**What you have to do**
Please give the entries again in full and exactly, without any picture.

[Start of The records]

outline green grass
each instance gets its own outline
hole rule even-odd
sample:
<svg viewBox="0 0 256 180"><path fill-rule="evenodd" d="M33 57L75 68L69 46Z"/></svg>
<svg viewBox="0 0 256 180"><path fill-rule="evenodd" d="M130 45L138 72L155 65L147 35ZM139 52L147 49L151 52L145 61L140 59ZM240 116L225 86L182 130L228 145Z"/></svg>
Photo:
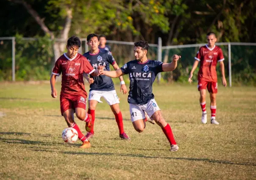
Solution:
<svg viewBox="0 0 256 180"><path fill-rule="evenodd" d="M127 95L116 87L131 141L120 139L104 101L97 106L92 147L84 150L80 142L62 141L67 125L50 85L0 84L0 112L6 115L0 117L0 179L256 179L256 88L220 87L218 126L201 124L195 85L154 86L180 148L171 152L157 125L134 130ZM209 102L207 97L209 114ZM85 133L83 122L75 121Z"/></svg>

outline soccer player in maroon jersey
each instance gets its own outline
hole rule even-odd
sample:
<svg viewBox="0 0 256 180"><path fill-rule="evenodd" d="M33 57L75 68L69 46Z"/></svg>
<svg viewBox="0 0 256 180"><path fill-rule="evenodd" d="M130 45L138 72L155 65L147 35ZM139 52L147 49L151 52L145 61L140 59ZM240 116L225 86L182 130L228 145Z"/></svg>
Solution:
<svg viewBox="0 0 256 180"><path fill-rule="evenodd" d="M202 123L206 124L207 122L205 100L207 88L210 93L211 99L211 123L218 125L219 123L215 119L216 94L218 92L216 65L217 62L219 62L222 75L222 83L226 87L227 81L225 78L224 64L223 62L224 58L221 49L215 45L217 39L214 33L207 33L207 37L208 44L200 47L195 57L195 61L190 72L189 82L192 82L191 78L193 76L193 73L200 62L200 68L198 74L198 88L200 92L200 105L203 111Z"/></svg>
<svg viewBox="0 0 256 180"><path fill-rule="evenodd" d="M57 60L50 77L53 98L57 98L55 89L56 78L62 74L61 90L60 96L61 115L70 127L75 129L78 138L83 142L82 148L90 147L90 142L85 137L74 120L74 113L80 120L85 121L86 127L90 125L91 116L86 112L87 94L83 83L83 74L98 75L87 59L78 53L81 45L78 38L72 36L67 41L67 52Z"/></svg>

[End of The records]

**Exercise result**
outline green grass
each instance gets its own outline
hole rule even-odd
sample:
<svg viewBox="0 0 256 180"><path fill-rule="evenodd" d="M33 57L75 68L69 46Z"/></svg>
<svg viewBox="0 0 256 180"><path fill-rule="evenodd" d="M130 45L138 72L155 65L147 35ZM139 52L147 49L151 52L145 61L140 59ZM240 116L225 86L182 130L228 145Z"/></svg>
Photo:
Solution:
<svg viewBox="0 0 256 180"><path fill-rule="evenodd" d="M127 95L116 87L131 141L120 139L104 101L97 106L92 147L84 150L80 142L62 141L67 125L50 85L0 84L0 112L6 115L0 117L0 179L256 179L256 88L220 87L218 126L201 124L195 85L154 86L180 148L171 152L157 125L134 130ZM209 102L207 97L209 114ZM85 133L83 122L75 121Z"/></svg>

outline soccer player in maroon jersey
each instance gets its own outline
hole rule even-odd
sample:
<svg viewBox="0 0 256 180"><path fill-rule="evenodd" d="M33 57L75 68L69 46Z"/></svg>
<svg viewBox="0 0 256 180"><path fill-rule="evenodd" d="M130 45L138 72L155 65L147 35ZM139 52L147 49L151 52L145 61L140 59ZM240 116L225 86L182 130L228 145Z"/></svg>
Solution:
<svg viewBox="0 0 256 180"><path fill-rule="evenodd" d="M202 123L206 124L207 122L205 100L207 88L210 93L211 99L211 123L218 125L219 123L215 119L216 94L218 92L216 65L217 62L219 62L222 75L222 83L226 87L227 81L225 78L224 64L223 62L224 58L221 49L215 45L217 39L214 33L207 33L207 37L208 44L200 47L195 57L195 61L190 72L189 82L192 82L191 78L193 76L193 73L200 62L200 68L198 74L198 88L200 92L200 105L203 111Z"/></svg>
<svg viewBox="0 0 256 180"><path fill-rule="evenodd" d="M57 60L50 77L53 98L57 98L55 89L56 78L62 74L61 90L60 96L61 115L70 127L75 129L78 138L83 142L82 148L90 147L90 142L85 137L74 120L74 113L80 120L85 121L86 127L90 125L91 116L86 112L87 94L83 83L83 74L98 75L87 59L78 53L81 45L78 38L72 36L67 41L67 52Z"/></svg>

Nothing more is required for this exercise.